**Exercise objective:** Write the next part of the blog post about the train ride to Rapallo, picking up right after its last sentence.
++++ Passage shown
Tuesday, August 12, 2008

Train to the Future

Today, I am on a train to Rapallo, near Genova.  Matteo and I are going to spend a few days with Nadia and her family at their house by the sea.  I've finally come out from under the clouds that covered Milan, and it is a beautiful evening here in the mountains we're crossing—or, we would be if we weren't mostly in tunnels.   Matteo will stay until Saturday; I will probably return to Milan Wednesday evening or Thursday morning.   I have things I need to work on before going to the convegno in Firenze next week.  It's a little strange—while writing this I keep thinking in Italian and translating back into English. 
I can't get out of my head today the book I just read—A Touch of Betrayal by Catherine Palmer.   It's one of series of four, of which Tammy has and I borrow the second and third.   I read the second first, but the third one I read twice because I wasn't ready to get out of the story yet.  I think the titles of her books are a little overdramatic, but I enjoyed the stories.  The books are Christian romance novels, which I love, even though I don't always want to admit that, being a serious former English major and all, that I like such fluff.  But, it's wonderful just to read for the pleasure and escapism of it, something I just don't do as much as I used to.
++++++++
++++ Data section
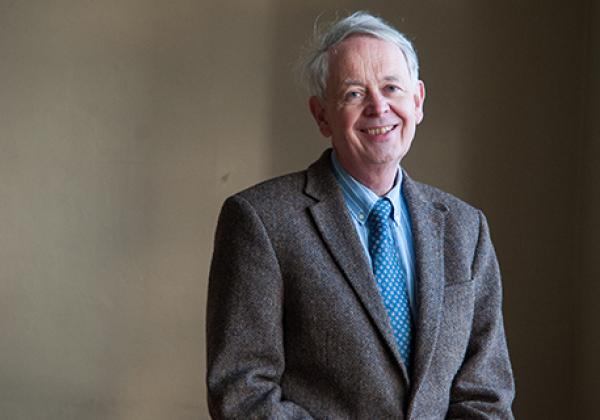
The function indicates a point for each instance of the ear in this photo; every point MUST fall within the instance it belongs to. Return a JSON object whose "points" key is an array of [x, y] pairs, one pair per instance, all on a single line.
{"points": [[317, 109], [419, 99]]}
++++++++
**Written reply:**
It's wonderful, too, to read books written about people who live in my "real world," –people who follow a code of morality and whose relationship with God is a part of day-to-day life   It's something refreshing to me in today's culture where God and spiritual things are completely left out of popular entertainment.  I wish we were more open to talk about our spiritual lives.  That's probably the most important reason I have for wanting a husband someday—I want someone to be mutually accountable with, someone to pray with, to talk about my spiritual ups and downs, to encourage each other.   I want to raise my children to be truly integrated—not to compartmentalize spirituality from other aspects of life; I know I often have.  Growing up, it seemed we so rarely talked about our faith.  We prayed together at meals, but almost never at any other times.  I want to be more comfortable sharing that part of life together.   I'm hoping things will be different now that Dad also had become a Christian,  We need to take advantage of the spiritual high the family is on now to talk more openly.  It's also something I need to put into my work here in a much bigger way.   I'm more of a project person—I plan things, do thing, teach—but I'm not as good at building deeper relationships.  I get along well with everybody, but often at a fairly superficial level.   I need to find a way to work in more discussion of where people are spiritually and their highs and lows; I need to work towards more meaningful conversation.  It is difficult when I only see most of the church members briefly after the service on Sunday.   I need to make it a priority to find a way to spend more time with individuals outside of church activities; I would like to invited people over to my place for lunch, but I haven't yet as I didn't know if people would really want to come all the way out to my place; it's out of the way for most of my friends.  But, maybe they would.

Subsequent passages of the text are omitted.